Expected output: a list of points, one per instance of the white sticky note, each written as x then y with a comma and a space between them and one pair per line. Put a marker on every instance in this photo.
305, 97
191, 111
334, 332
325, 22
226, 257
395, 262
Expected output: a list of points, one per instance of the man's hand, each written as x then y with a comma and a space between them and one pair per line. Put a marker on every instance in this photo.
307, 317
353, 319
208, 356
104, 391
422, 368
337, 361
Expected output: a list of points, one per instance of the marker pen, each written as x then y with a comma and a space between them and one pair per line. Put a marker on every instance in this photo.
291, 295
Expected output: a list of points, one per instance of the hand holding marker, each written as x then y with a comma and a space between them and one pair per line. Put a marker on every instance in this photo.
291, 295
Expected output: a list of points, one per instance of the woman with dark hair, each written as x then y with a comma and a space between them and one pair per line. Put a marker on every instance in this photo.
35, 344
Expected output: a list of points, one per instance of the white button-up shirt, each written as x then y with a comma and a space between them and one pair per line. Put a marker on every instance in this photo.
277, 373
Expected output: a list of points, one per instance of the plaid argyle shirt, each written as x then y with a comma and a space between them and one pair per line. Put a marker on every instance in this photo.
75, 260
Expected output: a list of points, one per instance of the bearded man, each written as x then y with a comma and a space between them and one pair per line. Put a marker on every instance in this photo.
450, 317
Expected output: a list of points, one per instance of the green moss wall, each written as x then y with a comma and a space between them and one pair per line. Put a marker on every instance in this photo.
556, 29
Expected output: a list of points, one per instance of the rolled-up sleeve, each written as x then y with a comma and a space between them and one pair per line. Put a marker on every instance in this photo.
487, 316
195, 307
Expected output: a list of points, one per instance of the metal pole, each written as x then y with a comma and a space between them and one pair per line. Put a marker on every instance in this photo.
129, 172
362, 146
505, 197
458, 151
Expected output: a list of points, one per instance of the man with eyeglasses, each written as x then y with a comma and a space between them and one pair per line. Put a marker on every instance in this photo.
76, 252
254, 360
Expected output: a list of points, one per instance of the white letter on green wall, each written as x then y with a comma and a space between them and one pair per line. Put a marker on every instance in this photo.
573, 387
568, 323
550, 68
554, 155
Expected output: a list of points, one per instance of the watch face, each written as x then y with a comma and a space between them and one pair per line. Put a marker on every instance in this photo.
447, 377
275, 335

○ ○ ○

Directive
Reproduce every row above verbatim, line for line.

Task response
Expected output: a list of points, one per instance of the white sticky note, each written as x then y with a comma and a space between them and one pair per line. Put a marker on every instance in this photo.
305, 97
191, 111
334, 332
325, 22
226, 257
395, 262
Expected output: a list of points, one per instance of the man's hand, each written as x then y with a comma and a space between them and one pair per line. Put a marker on every instance in this photo.
307, 317
353, 319
208, 356
104, 391
422, 368
337, 361
Expected output: a list of points, one per instance of the marker pen, each written as x then y with a comma and a space between them and one pair per line. Put a marker on every instance in this photo.
291, 295
Expected output: a list of points, one per instance of the hand holding marker, each written as x then y with a comma and a space between them and one pair per line. Put a marker on every instance in this photo.
291, 295
Expected output: a list of points, one per instance of the woman with dark hair, each written as x then y with a comma and a space between them and one pair per line. Put a marker on every instance in this photo.
35, 344
Expected output: a list of points, one per instance of the white button-up shirt, each written as x then y with a comma and a space between them and one pair per line. Put a marker on every instance in this photo.
277, 373
Expected output: a list of points, one per instance of the plaid argyle shirt, each written as x then y with a comma and a space between them and one pair per line. Put a marker on every instance in this photo.
75, 260
Expected output: a list of points, one per instance of the bearded man, each written as x then y with a comma and a space between them and one pair per line. Put a marker on every instance in this photo.
450, 317
Expected output: a list of points, one per instance of the green moss wall, each written as x then y with a comma and a space between them and one pair per line. Put a marker on every instance in this photo.
556, 29
Expected output: a list of points, one per instance of the rolled-up sleeve, each written as x then y with a comma and a space between them and one pair per line. Put a marker on every instance in this photo.
487, 316
195, 307
Expected output: a list of points, one per instance of the metal pole, each written as x then y with a comma and a space between them and one pair per line. Put a marker on every instance in this photo.
129, 172
362, 146
505, 197
458, 151
Expected output: a list of points, one per instance of the man with eyeglasses, each written as x then y with a comma and a space between them and one pair per line. Put a marker on every instance in this photo.
76, 252
254, 360
Expected output: a list of points, one per instance of the white letter on green wall, each written as x then y with a comma and a space between them and one pair per line. Put a marker on every instance in this photo.
573, 387
568, 323
550, 68
554, 155
Expected output: a list of points, one per instance of the watch face, each written as x then y with a comma and a space between them and one pair per line. Put a marker on every instance in this photo.
447, 377
275, 335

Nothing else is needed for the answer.